___ Предоставленный текст

Я виделся с моим новым управляющим3 и довольно долго беседовал с ним. Он мне нравится - это человек лет сорока, с выразительным и открытым лицом, который смотрит вам прямо в глаза. Он представил мне докладную записку о состоянии моего имения,- и я лишний раз мог убедиться, что давно пора внести немного порядка и правильности в этот хаос.- Думаю, что начну я с поездки в Спасское, дабы покончить с этим переходным состоянием, которое может иметь только вредные последствия и одинаково тягостно для всех. Представляете ли вы себе, какой здесь холод? - Двадцать два градуса в 8 часов утра -17 в полдень. При одной только мысли пуститься в дорогу в такое время невольно начинаешь дрожать - для этого надо быть белым медведем. Но, коль взялся за гуж, и т. д.
Навестила меня госпожа Абаза - ведь я все еще не выхожу. Она с большим интересом расспрашивала меня о вас, о том, что вы делаете, сообщила новости о Рубинштейне, который, по-видимому, окончательно покидает Петербург весной, после экзаменов в Консерватории4. А Милютин, кажется, окончательно впал в детство; постараюсь завтра навестить его - это будет печальное зрелище; счастье еще, что сам он, по-видимому, уже не ощущает всей горечи своего положения5.

______
___ Исходные данные

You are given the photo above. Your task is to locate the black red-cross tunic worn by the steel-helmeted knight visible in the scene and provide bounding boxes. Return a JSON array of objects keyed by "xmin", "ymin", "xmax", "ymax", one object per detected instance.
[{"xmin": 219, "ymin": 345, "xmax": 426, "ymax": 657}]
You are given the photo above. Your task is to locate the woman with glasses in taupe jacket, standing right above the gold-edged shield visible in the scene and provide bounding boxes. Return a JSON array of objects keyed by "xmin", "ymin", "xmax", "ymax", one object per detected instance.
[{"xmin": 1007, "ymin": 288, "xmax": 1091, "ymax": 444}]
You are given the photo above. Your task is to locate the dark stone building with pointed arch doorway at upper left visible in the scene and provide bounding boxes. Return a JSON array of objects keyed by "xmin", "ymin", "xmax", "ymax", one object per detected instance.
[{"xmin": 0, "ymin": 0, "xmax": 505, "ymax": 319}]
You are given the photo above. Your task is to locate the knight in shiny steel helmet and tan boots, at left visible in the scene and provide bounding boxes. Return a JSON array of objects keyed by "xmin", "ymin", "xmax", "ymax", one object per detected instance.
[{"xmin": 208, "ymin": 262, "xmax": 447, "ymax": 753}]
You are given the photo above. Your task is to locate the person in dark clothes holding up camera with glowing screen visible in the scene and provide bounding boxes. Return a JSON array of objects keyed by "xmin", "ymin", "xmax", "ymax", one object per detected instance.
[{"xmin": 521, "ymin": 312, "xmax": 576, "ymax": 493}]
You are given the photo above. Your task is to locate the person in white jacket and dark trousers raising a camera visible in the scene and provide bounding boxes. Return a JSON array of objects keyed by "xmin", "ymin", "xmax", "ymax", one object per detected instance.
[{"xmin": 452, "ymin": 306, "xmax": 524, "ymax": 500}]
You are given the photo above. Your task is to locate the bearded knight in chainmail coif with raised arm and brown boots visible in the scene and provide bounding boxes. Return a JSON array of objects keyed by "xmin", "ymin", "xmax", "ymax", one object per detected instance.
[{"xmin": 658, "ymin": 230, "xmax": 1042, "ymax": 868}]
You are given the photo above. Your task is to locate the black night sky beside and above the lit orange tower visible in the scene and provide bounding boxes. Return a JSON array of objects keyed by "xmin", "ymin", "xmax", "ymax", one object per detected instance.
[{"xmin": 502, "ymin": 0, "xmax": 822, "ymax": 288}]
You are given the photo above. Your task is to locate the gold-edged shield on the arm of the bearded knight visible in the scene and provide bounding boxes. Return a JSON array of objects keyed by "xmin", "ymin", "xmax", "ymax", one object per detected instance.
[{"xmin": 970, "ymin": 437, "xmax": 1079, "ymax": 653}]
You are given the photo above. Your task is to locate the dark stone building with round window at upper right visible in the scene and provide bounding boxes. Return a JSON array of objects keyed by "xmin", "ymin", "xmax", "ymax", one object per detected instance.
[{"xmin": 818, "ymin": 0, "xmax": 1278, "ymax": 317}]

______
___ Исходные данные

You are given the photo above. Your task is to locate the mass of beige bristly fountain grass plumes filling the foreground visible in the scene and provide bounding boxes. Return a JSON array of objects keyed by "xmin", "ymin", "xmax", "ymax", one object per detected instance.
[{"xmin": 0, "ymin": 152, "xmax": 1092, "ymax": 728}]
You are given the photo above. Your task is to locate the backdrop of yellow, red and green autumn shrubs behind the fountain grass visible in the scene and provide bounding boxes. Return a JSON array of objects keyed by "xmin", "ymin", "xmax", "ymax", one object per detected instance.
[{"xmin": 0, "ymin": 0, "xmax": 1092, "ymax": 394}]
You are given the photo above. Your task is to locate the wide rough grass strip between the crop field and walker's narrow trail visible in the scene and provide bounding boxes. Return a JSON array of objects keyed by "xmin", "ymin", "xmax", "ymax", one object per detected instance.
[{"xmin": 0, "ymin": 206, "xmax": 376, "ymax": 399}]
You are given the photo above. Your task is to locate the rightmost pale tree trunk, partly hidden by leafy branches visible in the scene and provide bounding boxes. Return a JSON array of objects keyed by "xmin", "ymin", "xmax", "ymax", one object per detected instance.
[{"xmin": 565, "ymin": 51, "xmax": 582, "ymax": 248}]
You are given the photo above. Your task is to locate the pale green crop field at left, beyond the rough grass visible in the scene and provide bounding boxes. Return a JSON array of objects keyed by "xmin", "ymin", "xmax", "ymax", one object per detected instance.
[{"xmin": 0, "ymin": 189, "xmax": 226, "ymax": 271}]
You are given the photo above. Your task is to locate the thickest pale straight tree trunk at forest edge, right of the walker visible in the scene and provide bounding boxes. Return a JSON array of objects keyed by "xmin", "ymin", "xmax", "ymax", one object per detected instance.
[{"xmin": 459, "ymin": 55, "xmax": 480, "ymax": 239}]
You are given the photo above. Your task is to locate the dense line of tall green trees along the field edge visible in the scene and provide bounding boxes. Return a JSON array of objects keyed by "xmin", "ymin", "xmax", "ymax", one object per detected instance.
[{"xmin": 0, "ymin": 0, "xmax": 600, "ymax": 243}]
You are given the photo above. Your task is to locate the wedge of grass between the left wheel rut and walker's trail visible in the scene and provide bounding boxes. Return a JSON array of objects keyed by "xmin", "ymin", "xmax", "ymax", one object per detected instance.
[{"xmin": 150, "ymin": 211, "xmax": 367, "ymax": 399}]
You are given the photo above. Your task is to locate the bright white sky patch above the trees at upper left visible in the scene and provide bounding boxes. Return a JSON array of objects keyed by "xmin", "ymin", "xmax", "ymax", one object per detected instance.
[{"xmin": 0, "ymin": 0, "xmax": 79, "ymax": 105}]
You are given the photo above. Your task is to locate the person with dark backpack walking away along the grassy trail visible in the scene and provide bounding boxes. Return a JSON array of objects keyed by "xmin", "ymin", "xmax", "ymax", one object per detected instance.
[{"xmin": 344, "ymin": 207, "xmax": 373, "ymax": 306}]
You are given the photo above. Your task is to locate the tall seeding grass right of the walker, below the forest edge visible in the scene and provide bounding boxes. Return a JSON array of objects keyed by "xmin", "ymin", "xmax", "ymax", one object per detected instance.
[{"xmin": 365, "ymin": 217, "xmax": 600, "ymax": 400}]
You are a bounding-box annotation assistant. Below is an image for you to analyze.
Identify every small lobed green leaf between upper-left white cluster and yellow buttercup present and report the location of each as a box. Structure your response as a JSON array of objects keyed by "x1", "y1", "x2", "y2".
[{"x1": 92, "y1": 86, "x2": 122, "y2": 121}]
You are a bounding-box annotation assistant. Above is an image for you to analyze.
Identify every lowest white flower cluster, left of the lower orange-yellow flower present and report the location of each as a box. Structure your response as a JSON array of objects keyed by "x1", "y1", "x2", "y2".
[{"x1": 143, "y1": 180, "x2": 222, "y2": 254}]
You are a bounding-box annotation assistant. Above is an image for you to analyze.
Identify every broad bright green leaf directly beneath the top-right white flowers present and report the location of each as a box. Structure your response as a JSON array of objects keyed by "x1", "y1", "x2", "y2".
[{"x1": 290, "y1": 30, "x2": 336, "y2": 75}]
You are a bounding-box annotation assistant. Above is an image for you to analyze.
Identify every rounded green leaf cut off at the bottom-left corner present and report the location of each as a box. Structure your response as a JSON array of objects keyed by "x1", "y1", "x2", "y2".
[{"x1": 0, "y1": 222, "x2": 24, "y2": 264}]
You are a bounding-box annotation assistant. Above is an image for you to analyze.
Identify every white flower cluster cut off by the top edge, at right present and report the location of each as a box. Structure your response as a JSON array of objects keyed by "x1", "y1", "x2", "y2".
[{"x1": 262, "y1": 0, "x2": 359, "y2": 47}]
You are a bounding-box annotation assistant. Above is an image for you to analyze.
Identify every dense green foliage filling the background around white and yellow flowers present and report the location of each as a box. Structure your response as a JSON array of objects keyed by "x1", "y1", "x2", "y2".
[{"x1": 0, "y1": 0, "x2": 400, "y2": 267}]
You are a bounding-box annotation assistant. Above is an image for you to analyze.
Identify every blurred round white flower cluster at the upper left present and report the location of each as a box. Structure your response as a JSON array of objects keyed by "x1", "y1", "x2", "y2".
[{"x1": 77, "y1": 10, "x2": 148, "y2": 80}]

______

→ **Что требуется**: Продублируйте дословно часть предоставленного текста, всё от «Я виделся с» и вниз до «гуж, и т. д.» включительно.

→ **Итоговый ответ**:
Я виделся с моим новым управляющим3 и довольно долго беседовал с ним. Он мне нравится - это человек лет сорока, с выразительным и открытым лицом, который смотрит вам прямо в глаза. Он представил мне докладную записку о состоянии моего имения,- и я лишний раз мог убедиться, что давно пора внести немного порядка и правильности в этот хаос.- Думаю, что начну я с поездки в Спасское, дабы покончить с этим переходным состоянием, которое может иметь только вредные последствия и одинаково тягостно для всех. Представляете ли вы себе, какой здесь холод? - Двадцать два градуса в 8 часов утра -17 в полдень. При одной только мысли пуститься в дорогу в такое время невольно начинаешь дрожать - для этого надо быть белым медведем. Но, коль взялся за гуж, и т. д.